Réécrivez, s'il vous plaît, le passage de l'extrait sur saint Bède en commençant à « Orphelin, il fut, dès » et en finissant à « Son instruction. ». Remplacez-y « Wearmouth » par « Monkwearmouth ».

EXTRAIT FOURNI
┄┄┄┄┄┄┄┄┄┄┄┄┄┄┄┄┄┄┄┄

Saint Bède le Vénérable

"The last chapter" - Saint Bède le Vénérable traduit l'évangile selon saint Jean sur son lit de mort, par James Doyle Penrose (1902)

Moine béné­dic­tin, Père et Docteur de l’Église (673–735)
Fête le 27 mai.

Il n’y avait pas encore un siècle que saint Augustin de Cantorbéry, envoyé par saint Grégoire le Grand, était venu de Rome jeter sur la terre de la Grande-​Bretagne la semence de la parole évan­gélique, et déjà une abon­dante mois­son de Saints avait mûri. De cette pha­lange se détache une ligure qui résume toute cette époque d’efflorescence chré­tienne, c’est Bède le Vénérable, le pre­mier par­mi les reje­tons des races bar­bares qui ait conquis une place dans les rangs des Docteurs de l’Eglise.

Il naquit en 673, dans un obs­cur vil­lage voi­sin de Jarrow, dans le com­té de Durham.

Orphelin, il fut, dès l’âge de sept ans, pré­sen­té par ses proches au saint et savant abbé Benoît Biscop qui venait de fon­der (en 674) l’abbaye béné­dic­tine de Saint-​Pierre à Wearmouth, et il prit place par­mi les jeunes enfants que la pié­té de cette époque offrait aux abbayes, afin d’y rece­voir l’instruction pre­mière qui leur per­met­trait plus tard de suivre dans le siècle ou dans le cloître leur véri­table vocation.

Son instruction.

Bède, dont le nom anglo-​saxon signi­fie « prière », à peine entré au monas­tère de Wearmouth parut un modèle pour tous ses com­pagnons d’âge.

En 682, la ruche monas­tique, trop pleine pour suf­fire aux nou­veaux arri­vants, envoya l’abbé Géolfrid avec un groupe de reli­gieux fon­der l’abbaye de Saint-​Paul, à Jarrow. Bède était de ce nombre.

┄┄┄┄┄┄┄┄┄┄┄┄┄┄┄┄┄┄┄┄

DONNÉES FOURNIES
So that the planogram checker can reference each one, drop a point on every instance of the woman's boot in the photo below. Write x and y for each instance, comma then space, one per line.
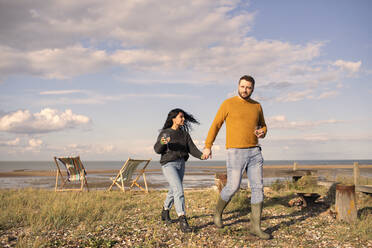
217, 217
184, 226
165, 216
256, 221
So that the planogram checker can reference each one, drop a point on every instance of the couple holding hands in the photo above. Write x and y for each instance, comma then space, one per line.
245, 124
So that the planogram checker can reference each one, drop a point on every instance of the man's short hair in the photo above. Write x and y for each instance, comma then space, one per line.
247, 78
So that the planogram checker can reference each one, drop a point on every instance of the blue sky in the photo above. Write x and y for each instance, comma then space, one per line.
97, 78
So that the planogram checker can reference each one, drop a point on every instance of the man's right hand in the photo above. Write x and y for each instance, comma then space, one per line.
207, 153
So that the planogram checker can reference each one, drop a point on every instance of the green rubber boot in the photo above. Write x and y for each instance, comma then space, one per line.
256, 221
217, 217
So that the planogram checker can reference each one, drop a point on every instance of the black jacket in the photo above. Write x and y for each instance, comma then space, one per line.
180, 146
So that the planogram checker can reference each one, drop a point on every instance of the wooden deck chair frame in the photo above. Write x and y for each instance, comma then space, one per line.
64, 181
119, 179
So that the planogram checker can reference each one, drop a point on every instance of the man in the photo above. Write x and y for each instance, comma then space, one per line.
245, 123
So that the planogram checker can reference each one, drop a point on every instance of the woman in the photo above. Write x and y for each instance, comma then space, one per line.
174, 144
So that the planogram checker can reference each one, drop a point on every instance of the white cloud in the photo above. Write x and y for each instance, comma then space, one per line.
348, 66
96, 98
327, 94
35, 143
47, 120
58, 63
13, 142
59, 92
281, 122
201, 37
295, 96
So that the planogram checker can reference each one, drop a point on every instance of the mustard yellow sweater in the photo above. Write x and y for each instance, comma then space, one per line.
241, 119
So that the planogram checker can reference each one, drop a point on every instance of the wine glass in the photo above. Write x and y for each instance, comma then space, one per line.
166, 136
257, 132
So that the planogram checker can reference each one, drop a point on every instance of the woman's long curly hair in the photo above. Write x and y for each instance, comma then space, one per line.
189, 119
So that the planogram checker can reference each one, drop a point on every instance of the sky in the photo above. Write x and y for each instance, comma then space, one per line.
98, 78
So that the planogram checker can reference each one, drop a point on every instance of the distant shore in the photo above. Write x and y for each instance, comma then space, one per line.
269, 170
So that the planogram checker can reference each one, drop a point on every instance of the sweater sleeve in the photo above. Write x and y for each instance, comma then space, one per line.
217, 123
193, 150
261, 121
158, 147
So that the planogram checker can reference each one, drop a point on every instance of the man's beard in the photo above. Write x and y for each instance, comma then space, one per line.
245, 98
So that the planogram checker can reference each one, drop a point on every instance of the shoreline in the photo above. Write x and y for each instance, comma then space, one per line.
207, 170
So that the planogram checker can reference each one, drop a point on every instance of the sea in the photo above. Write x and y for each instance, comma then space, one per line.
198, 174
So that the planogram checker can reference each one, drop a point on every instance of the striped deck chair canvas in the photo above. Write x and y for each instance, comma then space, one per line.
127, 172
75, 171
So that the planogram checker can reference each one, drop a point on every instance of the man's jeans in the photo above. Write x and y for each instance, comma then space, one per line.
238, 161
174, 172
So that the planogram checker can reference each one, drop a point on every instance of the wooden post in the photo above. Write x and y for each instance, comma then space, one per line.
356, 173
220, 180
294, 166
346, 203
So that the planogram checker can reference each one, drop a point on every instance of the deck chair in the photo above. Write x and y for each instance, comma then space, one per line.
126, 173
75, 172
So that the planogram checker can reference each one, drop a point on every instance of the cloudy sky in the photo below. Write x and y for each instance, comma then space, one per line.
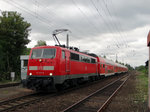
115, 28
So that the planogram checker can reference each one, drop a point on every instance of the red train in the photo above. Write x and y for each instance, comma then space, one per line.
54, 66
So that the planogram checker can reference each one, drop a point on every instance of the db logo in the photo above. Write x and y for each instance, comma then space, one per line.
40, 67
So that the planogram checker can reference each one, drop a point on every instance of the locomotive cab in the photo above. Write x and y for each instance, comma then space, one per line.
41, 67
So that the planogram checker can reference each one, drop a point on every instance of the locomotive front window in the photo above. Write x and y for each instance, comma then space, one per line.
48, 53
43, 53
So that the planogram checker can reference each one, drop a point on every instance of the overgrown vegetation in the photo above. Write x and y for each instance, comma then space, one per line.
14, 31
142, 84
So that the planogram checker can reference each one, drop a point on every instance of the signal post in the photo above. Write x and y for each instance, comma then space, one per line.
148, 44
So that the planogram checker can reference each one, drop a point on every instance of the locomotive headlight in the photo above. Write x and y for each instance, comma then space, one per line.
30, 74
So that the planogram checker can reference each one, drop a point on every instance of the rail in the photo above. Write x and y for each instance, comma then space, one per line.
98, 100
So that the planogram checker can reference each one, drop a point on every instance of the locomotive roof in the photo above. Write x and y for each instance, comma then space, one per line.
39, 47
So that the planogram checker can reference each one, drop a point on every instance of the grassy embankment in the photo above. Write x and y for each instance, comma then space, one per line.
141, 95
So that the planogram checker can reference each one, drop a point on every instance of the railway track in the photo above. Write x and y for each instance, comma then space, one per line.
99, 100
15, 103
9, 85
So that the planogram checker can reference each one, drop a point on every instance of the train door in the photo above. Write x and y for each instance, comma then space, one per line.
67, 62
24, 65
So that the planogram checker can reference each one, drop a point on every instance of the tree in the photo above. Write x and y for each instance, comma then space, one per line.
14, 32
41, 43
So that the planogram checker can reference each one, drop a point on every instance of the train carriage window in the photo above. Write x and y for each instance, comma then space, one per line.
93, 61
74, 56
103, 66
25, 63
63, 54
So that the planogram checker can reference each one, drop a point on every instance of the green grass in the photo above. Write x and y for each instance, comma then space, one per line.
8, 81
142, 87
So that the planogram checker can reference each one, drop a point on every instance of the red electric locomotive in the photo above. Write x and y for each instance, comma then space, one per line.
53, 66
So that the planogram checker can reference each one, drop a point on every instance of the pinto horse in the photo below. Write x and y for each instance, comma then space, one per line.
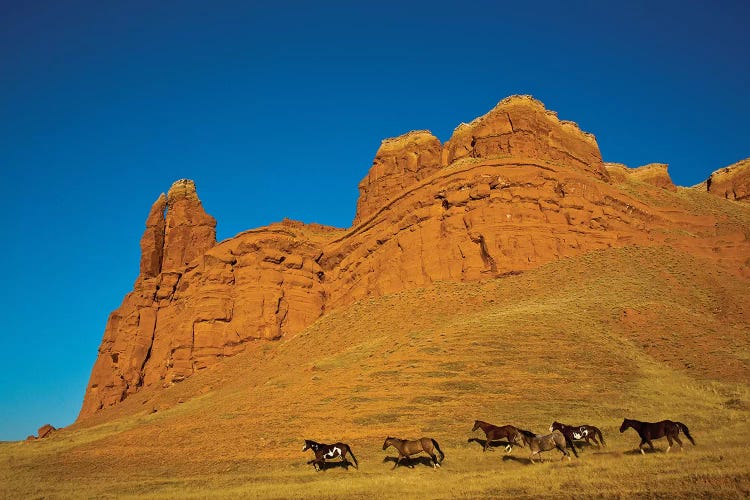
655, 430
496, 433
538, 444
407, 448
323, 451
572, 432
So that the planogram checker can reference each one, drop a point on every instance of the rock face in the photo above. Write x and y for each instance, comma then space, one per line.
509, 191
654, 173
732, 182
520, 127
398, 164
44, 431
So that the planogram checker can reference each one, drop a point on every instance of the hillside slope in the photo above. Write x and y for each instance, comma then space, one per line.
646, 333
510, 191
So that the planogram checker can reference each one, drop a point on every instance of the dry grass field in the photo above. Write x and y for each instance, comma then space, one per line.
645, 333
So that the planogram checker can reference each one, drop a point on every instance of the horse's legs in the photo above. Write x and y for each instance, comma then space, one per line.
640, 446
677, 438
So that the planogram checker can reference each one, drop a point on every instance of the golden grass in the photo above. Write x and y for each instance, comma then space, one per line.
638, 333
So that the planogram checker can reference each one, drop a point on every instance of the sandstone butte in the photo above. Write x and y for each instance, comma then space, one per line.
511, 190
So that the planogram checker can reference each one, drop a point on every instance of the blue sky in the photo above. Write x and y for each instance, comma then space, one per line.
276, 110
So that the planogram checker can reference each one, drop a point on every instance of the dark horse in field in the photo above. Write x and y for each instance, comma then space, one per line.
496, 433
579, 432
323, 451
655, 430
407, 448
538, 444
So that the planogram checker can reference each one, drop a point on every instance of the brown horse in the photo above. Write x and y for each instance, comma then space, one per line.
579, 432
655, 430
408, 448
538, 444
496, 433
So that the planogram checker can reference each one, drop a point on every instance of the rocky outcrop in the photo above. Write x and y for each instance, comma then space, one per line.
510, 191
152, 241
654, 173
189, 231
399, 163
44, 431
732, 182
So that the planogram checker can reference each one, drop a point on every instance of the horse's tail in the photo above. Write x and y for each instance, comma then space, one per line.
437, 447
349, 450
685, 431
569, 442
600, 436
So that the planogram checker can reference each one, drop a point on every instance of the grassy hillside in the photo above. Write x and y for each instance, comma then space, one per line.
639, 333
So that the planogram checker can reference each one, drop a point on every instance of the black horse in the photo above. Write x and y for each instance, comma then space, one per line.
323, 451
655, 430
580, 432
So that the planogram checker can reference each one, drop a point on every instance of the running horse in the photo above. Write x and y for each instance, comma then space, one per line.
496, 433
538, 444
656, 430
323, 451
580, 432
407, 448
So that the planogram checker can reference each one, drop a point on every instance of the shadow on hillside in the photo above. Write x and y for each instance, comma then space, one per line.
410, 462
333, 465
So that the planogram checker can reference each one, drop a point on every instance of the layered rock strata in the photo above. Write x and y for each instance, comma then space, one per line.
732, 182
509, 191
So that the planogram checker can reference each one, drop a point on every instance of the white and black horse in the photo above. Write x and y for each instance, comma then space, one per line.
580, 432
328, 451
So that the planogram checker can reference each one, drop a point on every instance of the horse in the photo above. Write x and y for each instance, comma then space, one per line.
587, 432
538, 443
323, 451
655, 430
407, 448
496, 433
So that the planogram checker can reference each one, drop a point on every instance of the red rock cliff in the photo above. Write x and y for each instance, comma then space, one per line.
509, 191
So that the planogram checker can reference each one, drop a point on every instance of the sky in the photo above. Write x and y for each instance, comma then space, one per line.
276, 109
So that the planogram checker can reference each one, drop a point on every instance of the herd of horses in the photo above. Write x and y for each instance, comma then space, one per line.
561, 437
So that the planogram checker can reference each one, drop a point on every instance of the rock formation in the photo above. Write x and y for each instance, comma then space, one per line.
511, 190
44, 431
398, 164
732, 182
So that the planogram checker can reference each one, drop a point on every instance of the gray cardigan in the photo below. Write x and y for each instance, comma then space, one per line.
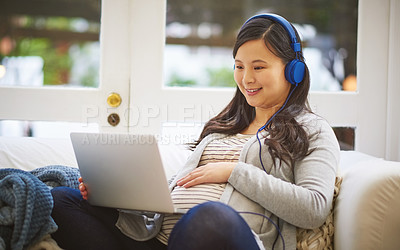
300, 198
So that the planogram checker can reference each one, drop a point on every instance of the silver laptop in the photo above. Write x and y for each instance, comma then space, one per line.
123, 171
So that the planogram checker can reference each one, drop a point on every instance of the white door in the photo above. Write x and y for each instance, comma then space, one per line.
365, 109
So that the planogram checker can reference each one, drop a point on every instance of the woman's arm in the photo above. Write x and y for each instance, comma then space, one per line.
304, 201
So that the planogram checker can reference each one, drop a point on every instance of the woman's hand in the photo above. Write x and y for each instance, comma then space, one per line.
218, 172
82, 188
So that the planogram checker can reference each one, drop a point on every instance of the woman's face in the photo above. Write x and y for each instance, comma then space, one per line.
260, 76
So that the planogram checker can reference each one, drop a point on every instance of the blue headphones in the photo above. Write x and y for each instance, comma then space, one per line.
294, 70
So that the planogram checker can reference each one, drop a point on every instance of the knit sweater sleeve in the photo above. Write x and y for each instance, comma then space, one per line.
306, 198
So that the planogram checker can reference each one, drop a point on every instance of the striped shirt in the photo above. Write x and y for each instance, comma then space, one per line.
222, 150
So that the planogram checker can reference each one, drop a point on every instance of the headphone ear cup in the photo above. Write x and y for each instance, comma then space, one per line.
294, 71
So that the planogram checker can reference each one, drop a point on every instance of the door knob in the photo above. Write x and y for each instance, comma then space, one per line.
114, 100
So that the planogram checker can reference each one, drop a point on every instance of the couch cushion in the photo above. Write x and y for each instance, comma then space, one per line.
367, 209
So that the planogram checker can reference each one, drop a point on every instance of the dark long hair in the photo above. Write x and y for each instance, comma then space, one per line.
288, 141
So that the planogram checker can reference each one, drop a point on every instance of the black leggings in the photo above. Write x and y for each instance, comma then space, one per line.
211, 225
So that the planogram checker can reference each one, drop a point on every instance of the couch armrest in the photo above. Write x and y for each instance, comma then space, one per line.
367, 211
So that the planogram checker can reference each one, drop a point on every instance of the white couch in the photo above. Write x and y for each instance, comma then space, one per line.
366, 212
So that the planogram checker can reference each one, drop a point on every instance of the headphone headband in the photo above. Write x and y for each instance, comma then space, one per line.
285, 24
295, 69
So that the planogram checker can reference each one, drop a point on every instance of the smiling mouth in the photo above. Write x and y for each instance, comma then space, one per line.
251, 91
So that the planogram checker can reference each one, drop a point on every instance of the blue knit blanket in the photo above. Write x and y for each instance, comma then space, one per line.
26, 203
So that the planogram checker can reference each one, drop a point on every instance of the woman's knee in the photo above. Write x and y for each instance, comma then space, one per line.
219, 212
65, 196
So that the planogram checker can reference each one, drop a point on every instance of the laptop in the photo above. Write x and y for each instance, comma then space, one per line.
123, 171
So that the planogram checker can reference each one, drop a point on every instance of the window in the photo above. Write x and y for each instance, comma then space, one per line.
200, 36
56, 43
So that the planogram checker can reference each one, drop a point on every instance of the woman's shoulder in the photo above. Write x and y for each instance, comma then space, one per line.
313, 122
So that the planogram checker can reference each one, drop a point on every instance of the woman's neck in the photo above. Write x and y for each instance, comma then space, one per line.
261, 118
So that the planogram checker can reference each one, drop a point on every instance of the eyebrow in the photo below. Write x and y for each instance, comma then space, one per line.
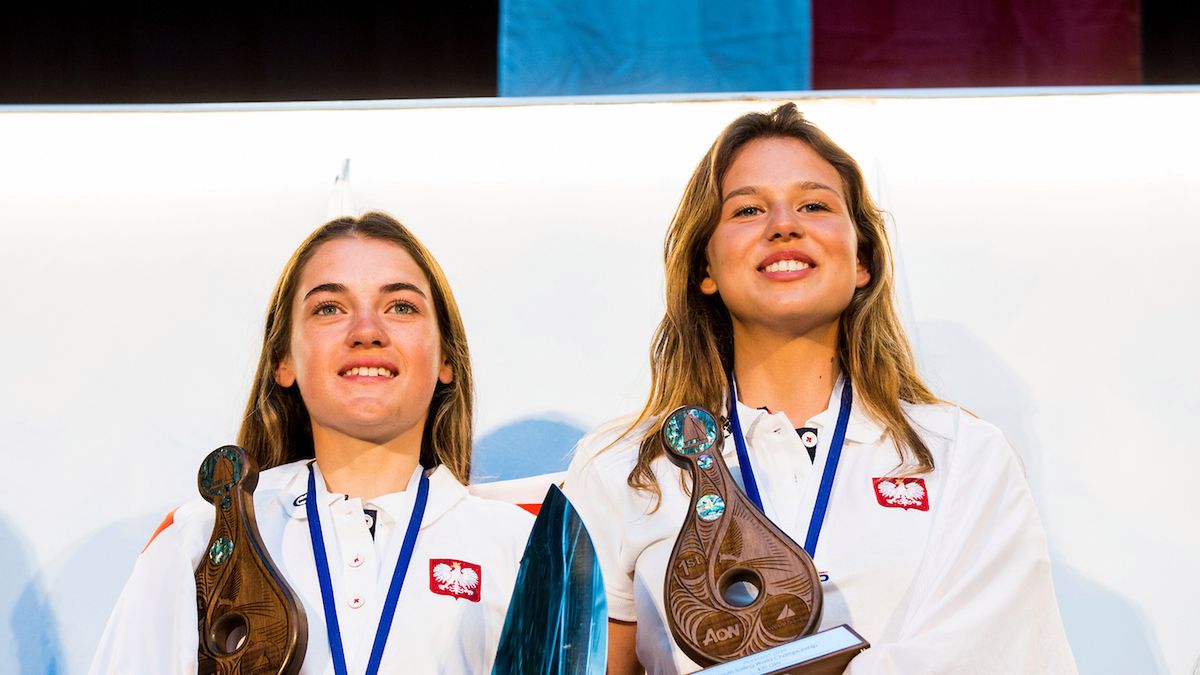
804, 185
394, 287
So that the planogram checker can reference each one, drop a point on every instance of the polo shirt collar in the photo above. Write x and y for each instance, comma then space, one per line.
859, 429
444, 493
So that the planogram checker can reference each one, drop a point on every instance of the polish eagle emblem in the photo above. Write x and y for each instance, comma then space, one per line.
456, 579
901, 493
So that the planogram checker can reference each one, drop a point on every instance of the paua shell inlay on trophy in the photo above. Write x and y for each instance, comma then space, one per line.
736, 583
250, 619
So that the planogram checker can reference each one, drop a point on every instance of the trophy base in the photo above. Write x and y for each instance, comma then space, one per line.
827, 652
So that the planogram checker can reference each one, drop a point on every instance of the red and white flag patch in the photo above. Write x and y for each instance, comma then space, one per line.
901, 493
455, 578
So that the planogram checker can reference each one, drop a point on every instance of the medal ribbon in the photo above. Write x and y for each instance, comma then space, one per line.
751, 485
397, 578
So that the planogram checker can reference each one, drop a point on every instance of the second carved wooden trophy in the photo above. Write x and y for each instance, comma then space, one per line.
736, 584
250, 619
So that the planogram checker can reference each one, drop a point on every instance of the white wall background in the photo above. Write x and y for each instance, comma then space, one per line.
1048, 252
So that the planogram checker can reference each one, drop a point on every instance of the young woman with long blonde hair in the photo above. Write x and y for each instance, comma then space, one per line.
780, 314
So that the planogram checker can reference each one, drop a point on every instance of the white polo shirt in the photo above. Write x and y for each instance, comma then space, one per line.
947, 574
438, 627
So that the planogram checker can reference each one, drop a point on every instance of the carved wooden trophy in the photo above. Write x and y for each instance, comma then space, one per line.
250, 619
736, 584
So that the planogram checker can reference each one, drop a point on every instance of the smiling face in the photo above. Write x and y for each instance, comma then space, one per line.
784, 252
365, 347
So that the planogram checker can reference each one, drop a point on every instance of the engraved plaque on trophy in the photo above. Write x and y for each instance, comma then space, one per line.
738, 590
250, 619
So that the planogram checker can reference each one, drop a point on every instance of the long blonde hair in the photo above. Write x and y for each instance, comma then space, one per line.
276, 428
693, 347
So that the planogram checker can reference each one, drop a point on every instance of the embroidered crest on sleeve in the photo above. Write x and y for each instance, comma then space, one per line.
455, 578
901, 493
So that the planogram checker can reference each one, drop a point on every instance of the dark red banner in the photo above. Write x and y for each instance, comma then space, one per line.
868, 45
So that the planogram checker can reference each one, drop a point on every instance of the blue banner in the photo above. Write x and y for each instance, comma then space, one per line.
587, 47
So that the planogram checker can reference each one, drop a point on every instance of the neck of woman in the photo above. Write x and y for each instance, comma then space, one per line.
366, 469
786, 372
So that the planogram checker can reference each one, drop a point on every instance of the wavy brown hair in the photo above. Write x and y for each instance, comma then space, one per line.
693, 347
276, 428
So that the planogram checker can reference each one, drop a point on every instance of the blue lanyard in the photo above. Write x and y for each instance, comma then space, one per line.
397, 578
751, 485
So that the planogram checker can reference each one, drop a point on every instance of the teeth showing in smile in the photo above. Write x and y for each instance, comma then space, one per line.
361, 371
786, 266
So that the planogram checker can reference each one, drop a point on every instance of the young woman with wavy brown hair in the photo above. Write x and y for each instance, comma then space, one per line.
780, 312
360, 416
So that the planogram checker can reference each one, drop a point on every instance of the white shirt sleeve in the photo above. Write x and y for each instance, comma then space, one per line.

┄┄┄┄┄┄┄┄┄┄┄┄┄┄┄┄┄┄┄┄

RÉPONSE RÉDIGÉE
Orphelin, il fut, dès l’âge de sept ans, pré­sen­té par ses proches au saint et savant abbé Benoît Biscop qui venait de fon­der (en 674) l’abbaye béné­dic­tine de Saint-​Pierre à Monkwearmouth, et il prit place par­mi les jeunes enfants que la pié­té de cette époque offrait aux abbayes, afin d’y rece­voir l’instruction pre­mière qui leur per­met­trait plus tard de suivre dans le siècle ou dans le cloître leur véri­table vocation.

Son instruction.